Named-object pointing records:
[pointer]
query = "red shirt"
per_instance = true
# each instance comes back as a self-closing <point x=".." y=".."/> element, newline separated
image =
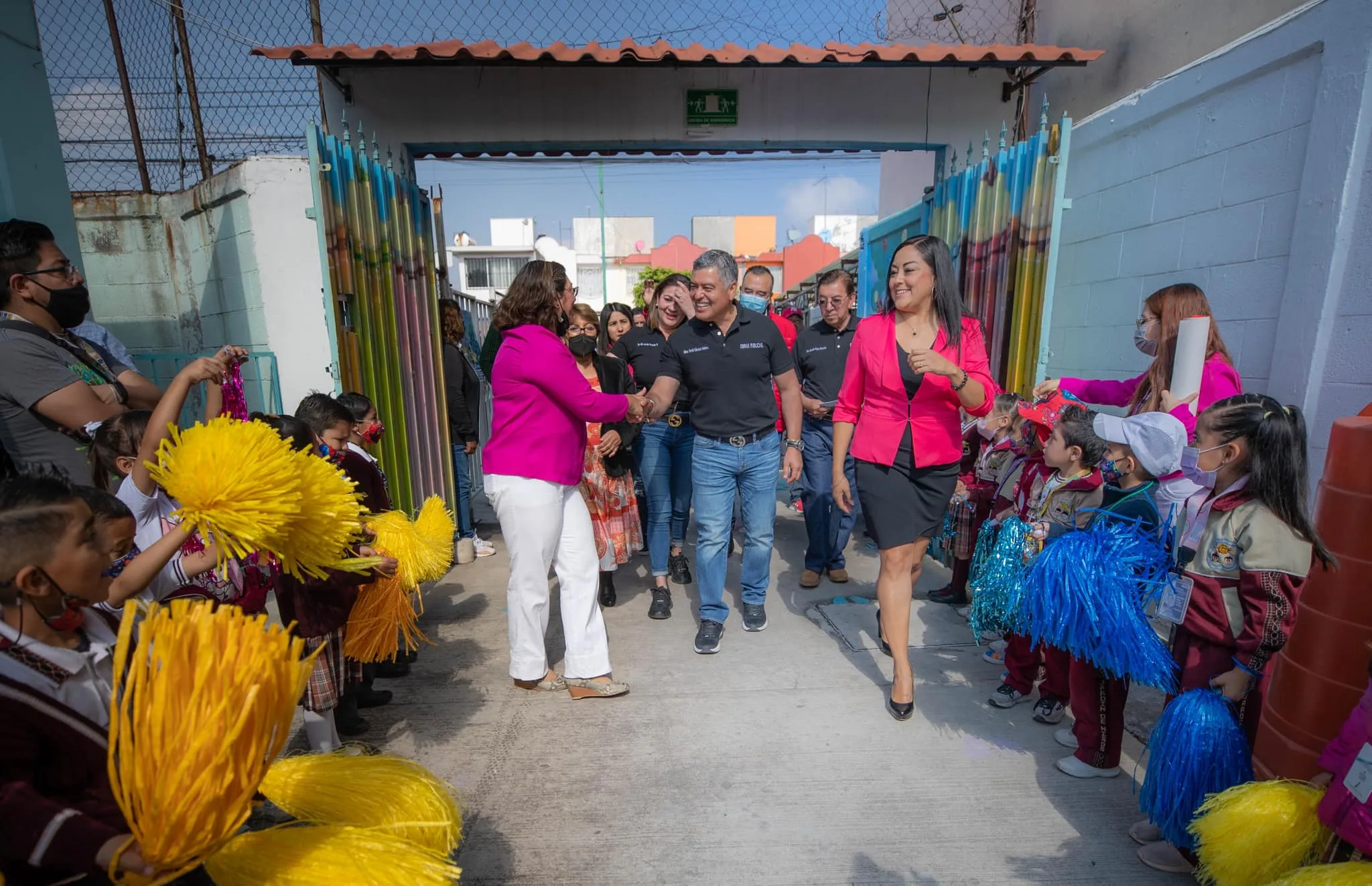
<point x="874" y="397"/>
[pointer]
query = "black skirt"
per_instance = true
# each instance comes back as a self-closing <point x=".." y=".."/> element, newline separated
<point x="902" y="503"/>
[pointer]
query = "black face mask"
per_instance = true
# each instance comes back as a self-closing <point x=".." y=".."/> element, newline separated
<point x="582" y="344"/>
<point x="68" y="306"/>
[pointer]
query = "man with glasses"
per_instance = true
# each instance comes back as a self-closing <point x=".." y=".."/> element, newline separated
<point x="729" y="357"/>
<point x="821" y="356"/>
<point x="55" y="387"/>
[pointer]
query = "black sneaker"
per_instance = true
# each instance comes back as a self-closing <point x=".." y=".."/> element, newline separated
<point x="707" y="638"/>
<point x="1048" y="711"/>
<point x="678" y="570"/>
<point x="662" y="605"/>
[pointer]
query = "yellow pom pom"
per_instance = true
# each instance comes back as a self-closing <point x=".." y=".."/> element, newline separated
<point x="379" y="792"/>
<point x="324" y="853"/>
<point x="198" y="711"/>
<point x="1251" y="834"/>
<point x="1342" y="874"/>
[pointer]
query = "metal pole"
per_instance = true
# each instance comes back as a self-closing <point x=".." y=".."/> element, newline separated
<point x="318" y="35"/>
<point x="192" y="97"/>
<point x="128" y="98"/>
<point x="604" y="281"/>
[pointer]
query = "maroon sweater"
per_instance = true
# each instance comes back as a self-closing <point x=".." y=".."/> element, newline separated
<point x="56" y="807"/>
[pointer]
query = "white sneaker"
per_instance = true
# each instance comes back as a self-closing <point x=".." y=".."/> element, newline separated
<point x="1077" y="769"/>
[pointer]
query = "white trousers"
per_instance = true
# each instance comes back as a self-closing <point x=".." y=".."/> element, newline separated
<point x="548" y="524"/>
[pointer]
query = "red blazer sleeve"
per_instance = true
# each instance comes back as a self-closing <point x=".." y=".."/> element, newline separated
<point x="853" y="389"/>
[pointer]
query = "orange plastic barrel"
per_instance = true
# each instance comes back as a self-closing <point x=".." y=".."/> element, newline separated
<point x="1320" y="675"/>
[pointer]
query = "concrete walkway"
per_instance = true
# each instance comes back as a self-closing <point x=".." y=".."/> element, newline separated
<point x="772" y="763"/>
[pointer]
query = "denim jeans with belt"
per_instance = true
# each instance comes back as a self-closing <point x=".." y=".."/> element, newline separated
<point x="719" y="470"/>
<point x="665" y="456"/>
<point x="826" y="524"/>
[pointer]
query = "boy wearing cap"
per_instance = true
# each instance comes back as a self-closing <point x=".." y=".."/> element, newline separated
<point x="1139" y="450"/>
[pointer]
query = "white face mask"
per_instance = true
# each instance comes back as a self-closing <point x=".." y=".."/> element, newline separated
<point x="1192" y="470"/>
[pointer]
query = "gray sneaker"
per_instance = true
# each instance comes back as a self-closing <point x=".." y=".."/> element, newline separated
<point x="755" y="617"/>
<point x="707" y="638"/>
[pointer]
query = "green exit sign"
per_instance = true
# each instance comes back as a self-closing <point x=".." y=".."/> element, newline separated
<point x="711" y="107"/>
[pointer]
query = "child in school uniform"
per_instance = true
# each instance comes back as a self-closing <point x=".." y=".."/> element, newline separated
<point x="320" y="608"/>
<point x="1246" y="556"/>
<point x="1139" y="450"/>
<point x="1055" y="490"/>
<point x="58" y="816"/>
<point x="979" y="487"/>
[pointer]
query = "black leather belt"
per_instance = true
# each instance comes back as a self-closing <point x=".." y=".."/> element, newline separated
<point x="740" y="440"/>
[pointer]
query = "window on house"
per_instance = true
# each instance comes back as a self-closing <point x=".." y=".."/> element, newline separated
<point x="492" y="273"/>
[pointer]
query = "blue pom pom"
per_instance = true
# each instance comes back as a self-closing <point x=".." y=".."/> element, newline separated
<point x="1085" y="594"/>
<point x="996" y="583"/>
<point x="1195" y="749"/>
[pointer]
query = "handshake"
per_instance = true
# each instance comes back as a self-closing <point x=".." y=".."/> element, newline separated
<point x="640" y="407"/>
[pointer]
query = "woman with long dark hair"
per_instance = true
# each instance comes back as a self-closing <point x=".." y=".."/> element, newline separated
<point x="533" y="468"/>
<point x="911" y="372"/>
<point x="663" y="449"/>
<point x="1156" y="335"/>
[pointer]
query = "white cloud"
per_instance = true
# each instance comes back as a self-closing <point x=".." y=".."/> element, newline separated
<point x="831" y="195"/>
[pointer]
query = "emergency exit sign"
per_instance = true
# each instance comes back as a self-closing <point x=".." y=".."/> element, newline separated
<point x="711" y="107"/>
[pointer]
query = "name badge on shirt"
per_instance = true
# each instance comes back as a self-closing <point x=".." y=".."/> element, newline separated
<point x="1175" y="600"/>
<point x="1359" y="781"/>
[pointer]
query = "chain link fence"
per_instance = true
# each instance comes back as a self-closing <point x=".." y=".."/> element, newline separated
<point x="202" y="103"/>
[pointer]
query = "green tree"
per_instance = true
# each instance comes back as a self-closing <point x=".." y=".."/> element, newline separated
<point x="649" y="275"/>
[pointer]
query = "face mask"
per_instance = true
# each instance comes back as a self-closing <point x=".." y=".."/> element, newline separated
<point x="1144" y="343"/>
<point x="754" y="304"/>
<point x="72" y="615"/>
<point x="68" y="306"/>
<point x="1191" y="468"/>
<point x="117" y="567"/>
<point x="582" y="344"/>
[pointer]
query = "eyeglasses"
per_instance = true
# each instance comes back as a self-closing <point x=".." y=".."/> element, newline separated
<point x="66" y="269"/>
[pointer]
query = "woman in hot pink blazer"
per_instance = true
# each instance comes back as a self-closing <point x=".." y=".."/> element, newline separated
<point x="911" y="372"/>
<point x="533" y="465"/>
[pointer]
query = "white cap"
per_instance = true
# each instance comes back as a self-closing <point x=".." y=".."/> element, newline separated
<point x="1157" y="439"/>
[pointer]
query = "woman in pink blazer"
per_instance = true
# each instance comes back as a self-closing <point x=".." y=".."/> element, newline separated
<point x="911" y="372"/>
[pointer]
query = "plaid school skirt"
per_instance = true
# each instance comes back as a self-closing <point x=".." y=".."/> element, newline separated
<point x="330" y="674"/>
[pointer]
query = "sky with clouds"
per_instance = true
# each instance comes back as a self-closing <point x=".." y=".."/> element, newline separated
<point x="670" y="190"/>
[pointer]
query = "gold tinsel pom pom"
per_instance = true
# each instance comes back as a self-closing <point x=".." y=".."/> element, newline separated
<point x="199" y="708"/>
<point x="241" y="485"/>
<point x="379" y="792"/>
<point x="326" y="853"/>
<point x="1342" y="874"/>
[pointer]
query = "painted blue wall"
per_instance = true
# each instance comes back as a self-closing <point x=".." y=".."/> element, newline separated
<point x="33" y="183"/>
<point x="1242" y="173"/>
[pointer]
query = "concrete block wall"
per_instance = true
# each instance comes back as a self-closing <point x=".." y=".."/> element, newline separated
<point x="1243" y="173"/>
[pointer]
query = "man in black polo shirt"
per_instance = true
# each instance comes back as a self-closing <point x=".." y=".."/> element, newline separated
<point x="821" y="355"/>
<point x="729" y="357"/>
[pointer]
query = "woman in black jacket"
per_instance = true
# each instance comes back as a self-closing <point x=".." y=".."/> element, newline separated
<point x="463" y="390"/>
<point x="607" y="478"/>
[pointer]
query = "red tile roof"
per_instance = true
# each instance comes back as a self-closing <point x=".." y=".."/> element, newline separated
<point x="630" y="52"/>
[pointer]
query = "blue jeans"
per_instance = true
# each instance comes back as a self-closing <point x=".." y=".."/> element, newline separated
<point x="665" y="454"/>
<point x="463" y="483"/>
<point x="826" y="524"/>
<point x="719" y="472"/>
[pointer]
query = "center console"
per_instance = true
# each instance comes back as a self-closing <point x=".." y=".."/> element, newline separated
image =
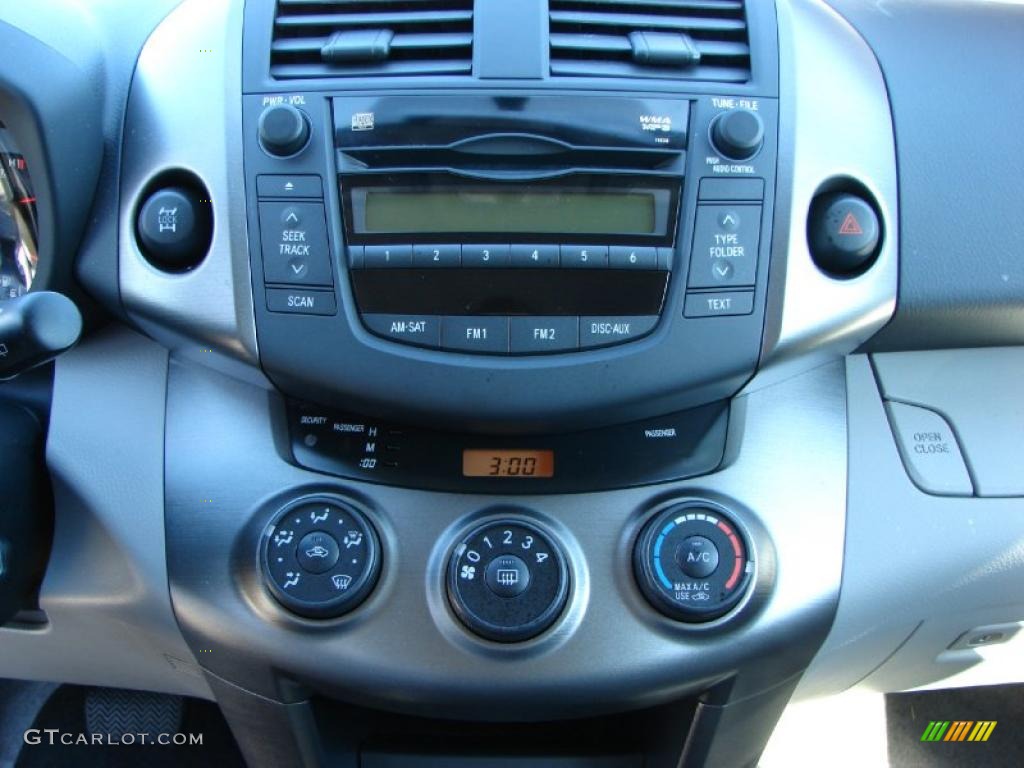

**What you will do**
Gather every line of the listing that contains the word "exit", and reproduce each such line in full.

**Task response**
query = "green exit sign"
query = "emergency exit sign"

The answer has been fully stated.